RECORDS PROVIDED >>
● ● ● ● ●
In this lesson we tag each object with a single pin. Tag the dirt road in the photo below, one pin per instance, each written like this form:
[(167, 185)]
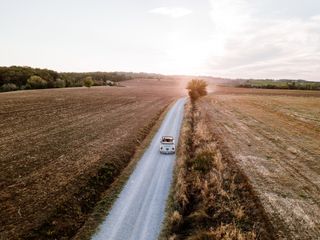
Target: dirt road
[(139, 210)]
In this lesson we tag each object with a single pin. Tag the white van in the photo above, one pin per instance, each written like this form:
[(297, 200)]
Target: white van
[(167, 145)]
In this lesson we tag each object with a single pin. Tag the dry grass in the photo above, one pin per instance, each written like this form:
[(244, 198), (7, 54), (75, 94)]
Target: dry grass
[(60, 149), (273, 135), (211, 198)]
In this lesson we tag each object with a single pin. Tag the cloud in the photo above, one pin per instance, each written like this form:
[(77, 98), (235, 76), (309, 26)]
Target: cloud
[(260, 46), (172, 12)]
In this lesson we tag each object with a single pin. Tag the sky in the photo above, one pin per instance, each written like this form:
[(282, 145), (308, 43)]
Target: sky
[(223, 38)]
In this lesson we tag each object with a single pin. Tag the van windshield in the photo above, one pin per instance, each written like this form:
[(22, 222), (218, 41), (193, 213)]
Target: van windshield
[(167, 140)]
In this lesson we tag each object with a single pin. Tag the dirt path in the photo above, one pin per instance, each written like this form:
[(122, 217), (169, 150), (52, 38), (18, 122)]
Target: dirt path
[(139, 210)]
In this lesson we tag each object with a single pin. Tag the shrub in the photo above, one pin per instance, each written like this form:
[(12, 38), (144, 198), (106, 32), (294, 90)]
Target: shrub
[(88, 82), (197, 88), (203, 161), (60, 83), (8, 87), (35, 82)]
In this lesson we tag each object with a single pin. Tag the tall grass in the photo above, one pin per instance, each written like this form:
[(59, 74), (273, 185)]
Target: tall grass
● ● ● ● ●
WORK INSTRUCTIONS >>
Where in the entries does the word "tall" occur? Copy out each line that has it.

ANSWER BELOW >>
In this lesson we tag each object with a single pin. Tag the tall grass in the photo above, one pin per instance, each written like this form:
Target: tall grass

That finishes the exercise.